→ Information given
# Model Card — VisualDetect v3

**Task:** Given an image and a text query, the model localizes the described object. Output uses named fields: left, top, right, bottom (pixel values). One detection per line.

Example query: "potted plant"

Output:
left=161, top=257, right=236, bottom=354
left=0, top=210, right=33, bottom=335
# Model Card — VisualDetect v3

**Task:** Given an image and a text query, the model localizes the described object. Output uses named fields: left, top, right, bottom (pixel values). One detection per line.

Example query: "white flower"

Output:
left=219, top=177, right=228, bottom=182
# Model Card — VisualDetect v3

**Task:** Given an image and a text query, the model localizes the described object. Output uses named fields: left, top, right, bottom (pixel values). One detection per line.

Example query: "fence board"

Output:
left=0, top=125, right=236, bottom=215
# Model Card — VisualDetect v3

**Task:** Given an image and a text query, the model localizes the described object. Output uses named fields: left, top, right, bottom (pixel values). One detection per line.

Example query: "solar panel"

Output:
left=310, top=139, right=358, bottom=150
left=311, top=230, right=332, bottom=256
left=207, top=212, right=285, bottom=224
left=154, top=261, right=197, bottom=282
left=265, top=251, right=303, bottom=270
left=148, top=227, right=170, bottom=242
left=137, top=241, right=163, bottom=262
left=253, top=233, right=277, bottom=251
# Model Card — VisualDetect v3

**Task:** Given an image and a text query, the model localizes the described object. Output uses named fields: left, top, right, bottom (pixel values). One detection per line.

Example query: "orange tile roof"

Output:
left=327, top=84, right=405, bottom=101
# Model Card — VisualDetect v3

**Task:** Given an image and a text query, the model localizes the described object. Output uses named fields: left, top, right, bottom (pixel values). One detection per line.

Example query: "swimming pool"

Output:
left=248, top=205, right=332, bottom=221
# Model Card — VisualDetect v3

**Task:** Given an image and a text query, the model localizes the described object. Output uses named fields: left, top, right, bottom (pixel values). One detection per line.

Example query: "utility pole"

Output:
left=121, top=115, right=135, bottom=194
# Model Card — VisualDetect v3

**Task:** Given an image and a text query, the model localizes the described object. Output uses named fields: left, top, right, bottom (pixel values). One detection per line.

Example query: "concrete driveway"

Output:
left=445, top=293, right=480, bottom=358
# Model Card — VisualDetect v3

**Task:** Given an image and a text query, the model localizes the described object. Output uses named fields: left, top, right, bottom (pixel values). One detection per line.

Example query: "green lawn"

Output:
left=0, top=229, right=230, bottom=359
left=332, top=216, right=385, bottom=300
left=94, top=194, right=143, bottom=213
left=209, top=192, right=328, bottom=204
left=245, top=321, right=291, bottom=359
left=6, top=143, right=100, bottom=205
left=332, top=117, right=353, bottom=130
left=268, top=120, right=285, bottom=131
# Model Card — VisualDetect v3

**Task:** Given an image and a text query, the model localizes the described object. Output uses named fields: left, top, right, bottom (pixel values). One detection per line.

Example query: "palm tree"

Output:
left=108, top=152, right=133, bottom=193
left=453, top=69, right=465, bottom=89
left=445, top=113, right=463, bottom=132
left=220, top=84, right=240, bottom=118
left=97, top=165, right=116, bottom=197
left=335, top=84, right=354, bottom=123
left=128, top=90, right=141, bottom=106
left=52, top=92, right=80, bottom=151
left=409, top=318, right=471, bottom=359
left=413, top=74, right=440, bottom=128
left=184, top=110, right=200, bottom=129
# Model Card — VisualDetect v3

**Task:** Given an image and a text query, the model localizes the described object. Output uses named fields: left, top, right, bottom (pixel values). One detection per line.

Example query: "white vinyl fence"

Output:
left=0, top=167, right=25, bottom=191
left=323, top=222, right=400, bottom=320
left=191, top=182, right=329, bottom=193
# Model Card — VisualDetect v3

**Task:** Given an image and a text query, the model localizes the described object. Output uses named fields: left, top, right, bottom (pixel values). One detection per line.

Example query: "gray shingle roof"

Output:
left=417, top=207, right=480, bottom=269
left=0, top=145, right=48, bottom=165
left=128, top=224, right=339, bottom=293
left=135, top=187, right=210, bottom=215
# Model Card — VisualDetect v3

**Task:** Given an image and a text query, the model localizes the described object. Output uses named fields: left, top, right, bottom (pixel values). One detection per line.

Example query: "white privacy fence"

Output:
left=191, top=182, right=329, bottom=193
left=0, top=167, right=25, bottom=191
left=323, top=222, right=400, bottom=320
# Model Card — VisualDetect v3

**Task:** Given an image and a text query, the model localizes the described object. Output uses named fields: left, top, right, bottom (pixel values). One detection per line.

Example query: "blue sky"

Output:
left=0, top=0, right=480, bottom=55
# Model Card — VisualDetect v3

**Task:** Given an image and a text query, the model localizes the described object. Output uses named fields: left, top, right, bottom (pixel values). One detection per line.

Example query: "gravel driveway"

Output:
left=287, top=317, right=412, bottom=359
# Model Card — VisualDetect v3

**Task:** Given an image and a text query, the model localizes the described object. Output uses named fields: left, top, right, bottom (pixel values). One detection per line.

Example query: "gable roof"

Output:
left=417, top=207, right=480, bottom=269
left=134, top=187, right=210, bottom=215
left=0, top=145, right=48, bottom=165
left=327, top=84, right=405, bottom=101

→ Work to be completed
Which lines in the entries above contain the word "white"? List each of them in full.

→ Full answer
Example query: "white flower"
Example query: "white vinyl fence"
Example query: "white privacy fence"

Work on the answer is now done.